(begin)

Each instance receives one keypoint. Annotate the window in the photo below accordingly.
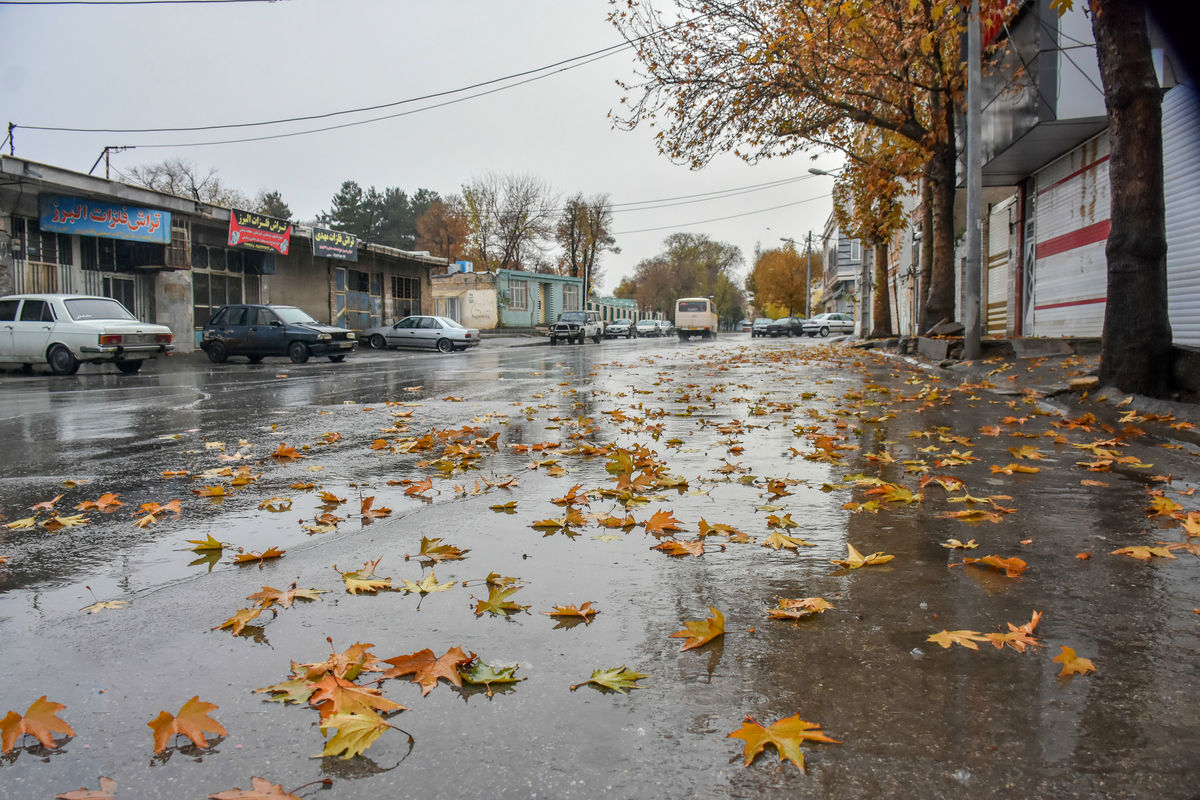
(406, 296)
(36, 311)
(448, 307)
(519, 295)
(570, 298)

(end)

Please output the lines above as a numbered list, skipping any blank lines and leaving the picture out.

1. Each instance receives one keypoint. Annotate the window in the photo below accordingly.
2. (406, 296)
3. (36, 311)
4. (448, 307)
5. (519, 295)
6. (570, 298)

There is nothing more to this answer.